● Task requirements
Set out the material below as a Markdown table with two columns, Row and Line. Number each row and leave out blank lines.

● Listed entries
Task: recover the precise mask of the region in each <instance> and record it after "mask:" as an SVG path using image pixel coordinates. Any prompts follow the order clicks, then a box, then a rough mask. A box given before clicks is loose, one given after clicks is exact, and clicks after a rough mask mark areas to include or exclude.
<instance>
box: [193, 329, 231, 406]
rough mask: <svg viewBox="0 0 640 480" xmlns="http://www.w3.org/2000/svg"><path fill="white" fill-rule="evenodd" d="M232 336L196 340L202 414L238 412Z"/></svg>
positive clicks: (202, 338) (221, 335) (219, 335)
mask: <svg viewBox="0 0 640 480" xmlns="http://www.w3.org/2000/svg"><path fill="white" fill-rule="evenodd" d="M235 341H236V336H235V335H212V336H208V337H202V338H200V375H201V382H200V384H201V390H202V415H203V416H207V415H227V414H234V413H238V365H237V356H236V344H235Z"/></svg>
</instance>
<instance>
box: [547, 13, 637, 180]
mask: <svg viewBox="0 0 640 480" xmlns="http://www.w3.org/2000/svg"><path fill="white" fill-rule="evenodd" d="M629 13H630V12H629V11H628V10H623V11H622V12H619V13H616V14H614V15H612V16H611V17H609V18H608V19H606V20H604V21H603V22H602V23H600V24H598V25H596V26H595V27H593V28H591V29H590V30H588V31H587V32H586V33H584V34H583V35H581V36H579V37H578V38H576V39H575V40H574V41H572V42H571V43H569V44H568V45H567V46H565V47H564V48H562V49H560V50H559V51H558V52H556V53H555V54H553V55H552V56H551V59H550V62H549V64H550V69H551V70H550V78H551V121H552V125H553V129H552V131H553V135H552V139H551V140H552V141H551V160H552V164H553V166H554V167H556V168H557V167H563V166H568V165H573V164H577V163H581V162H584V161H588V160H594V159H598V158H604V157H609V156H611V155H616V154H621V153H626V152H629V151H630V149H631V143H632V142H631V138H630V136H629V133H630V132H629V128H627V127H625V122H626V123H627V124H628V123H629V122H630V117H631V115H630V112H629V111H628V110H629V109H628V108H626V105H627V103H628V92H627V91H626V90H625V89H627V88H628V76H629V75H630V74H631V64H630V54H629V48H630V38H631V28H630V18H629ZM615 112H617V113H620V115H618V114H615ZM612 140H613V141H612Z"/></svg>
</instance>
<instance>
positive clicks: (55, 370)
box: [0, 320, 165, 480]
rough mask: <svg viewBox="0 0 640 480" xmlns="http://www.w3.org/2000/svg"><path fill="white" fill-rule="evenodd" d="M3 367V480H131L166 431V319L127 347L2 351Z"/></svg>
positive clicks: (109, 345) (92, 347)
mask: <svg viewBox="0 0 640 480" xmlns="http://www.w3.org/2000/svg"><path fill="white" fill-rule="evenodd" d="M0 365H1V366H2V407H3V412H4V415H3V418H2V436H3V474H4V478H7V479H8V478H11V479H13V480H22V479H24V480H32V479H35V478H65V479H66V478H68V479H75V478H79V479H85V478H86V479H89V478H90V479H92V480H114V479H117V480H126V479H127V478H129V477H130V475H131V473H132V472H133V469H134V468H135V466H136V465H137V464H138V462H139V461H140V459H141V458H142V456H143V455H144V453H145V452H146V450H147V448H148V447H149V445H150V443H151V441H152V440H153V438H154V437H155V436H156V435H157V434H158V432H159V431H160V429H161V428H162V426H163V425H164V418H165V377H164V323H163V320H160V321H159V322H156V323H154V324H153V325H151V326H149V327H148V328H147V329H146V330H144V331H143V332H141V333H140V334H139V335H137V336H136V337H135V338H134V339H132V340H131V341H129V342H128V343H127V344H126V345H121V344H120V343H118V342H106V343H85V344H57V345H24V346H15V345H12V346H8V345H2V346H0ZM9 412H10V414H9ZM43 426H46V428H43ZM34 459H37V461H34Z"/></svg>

● Task output
| Row | Line |
|---|---|
| 1 | Task: recover the precise mask of the region in each <instance> and record it after "mask:" as an SVG path using image pixel coordinates. Any prompts follow the order clicks, then a box, then a rough mask. A box given before clicks is loose, one given after clicks is exact, and clicks after a rough mask mark areas to include or exclude. |
| 2 | <instance> |
| 3 | box: [193, 329, 231, 406] |
| 4 | rough mask: <svg viewBox="0 0 640 480" xmlns="http://www.w3.org/2000/svg"><path fill="white" fill-rule="evenodd" d="M232 336L196 340L202 414L238 412Z"/></svg> |
| 5 | positive clicks: (202, 338) (221, 335) (219, 335) |
| 6 | mask: <svg viewBox="0 0 640 480" xmlns="http://www.w3.org/2000/svg"><path fill="white" fill-rule="evenodd" d="M235 341H236V336H235V335H212V336H208V337H202V338H200V375H201V382H200V384H201V390H202V415H203V416H207V415H227V414H234V413H238V365H237V356H236V344H235Z"/></svg> |
| 7 | </instance> |
| 8 | <instance> |
| 9 | box: [547, 13, 637, 180] |
| 10 | mask: <svg viewBox="0 0 640 480" xmlns="http://www.w3.org/2000/svg"><path fill="white" fill-rule="evenodd" d="M629 13H630V12H629V11H628V10H623V11H622V12H619V13H616V14H614V15H612V16H611V17H609V18H608V19H606V20H604V21H603V22H602V23H600V24H598V25H596V26H595V27H593V28H591V29H590V30H588V31H587V32H586V33H584V34H583V35H581V36H579V37H578V38H576V39H575V40H574V41H572V42H571V43H569V44H568V45H567V46H565V47H564V48H562V49H560V50H559V51H558V52H556V53H555V54H553V55H552V56H551V59H550V62H549V64H550V69H551V70H550V78H551V121H552V125H553V129H552V131H553V135H552V139H551V140H552V141H551V160H552V164H553V166H554V167H556V168H557V167H563V166H568V165H573V164H577V163H581V162H584V161H588V160H594V159H598V158H604V157H609V156H611V155H616V154H621V153H626V152H629V151H630V149H631V143H632V142H631V138H630V136H629V133H630V132H629V128H627V127H625V122H626V123H627V124H628V123H629V122H630V117H631V115H630V112H629V111H628V110H629V109H628V108H626V105H627V103H628V92H627V91H626V90H625V89H627V88H628V76H629V75H630V74H631V64H630V54H629V48H630V38H631V28H630V18H629ZM615 112H617V113H620V115H618V114H615ZM612 140H613V141H612Z"/></svg> |
| 11 | </instance> |
| 12 | <instance> |
| 13 | positive clicks: (55, 370) |
| 14 | box: [0, 320, 165, 480] |
| 15 | rough mask: <svg viewBox="0 0 640 480" xmlns="http://www.w3.org/2000/svg"><path fill="white" fill-rule="evenodd" d="M3 367V480H131L166 431V319L127 347L2 351Z"/></svg> |
| 16 | positive clicks: (109, 345) (92, 347) |
| 17 | mask: <svg viewBox="0 0 640 480" xmlns="http://www.w3.org/2000/svg"><path fill="white" fill-rule="evenodd" d="M0 365H1V366H2V407H3V412H4V415H3V418H2V436H3V474H4V478H7V479H8V478H11V479H13V480H22V479H24V480H32V479H35V478H65V479H66V478H68V479H75V478H79V479H85V478H86V479H89V478H90V479H92V480H114V479H117V480H126V479H127V478H129V477H130V475H131V473H132V472H133V469H134V468H135V466H136V465H137V464H138V462H139V461H140V459H141V458H142V456H143V455H144V453H145V452H146V450H147V448H148V447H149V445H150V443H151V441H152V440H153V438H154V437H155V436H156V435H157V434H158V432H159V431H160V429H161V428H162V426H163V425H164V418H165V377H164V323H163V320H160V321H159V322H156V323H154V324H153V325H151V326H149V327H148V328H147V329H146V330H144V331H143V332H141V333H140V334H139V335H137V336H136V337H135V338H134V339H132V340H131V341H129V342H128V343H127V344H126V345H121V344H120V343H118V342H106V343H85V344H57V345H24V346H15V345H12V346H8V345H2V346H0ZM9 412H10V414H9ZM43 426H46V428H43ZM34 459H37V461H34Z"/></svg> |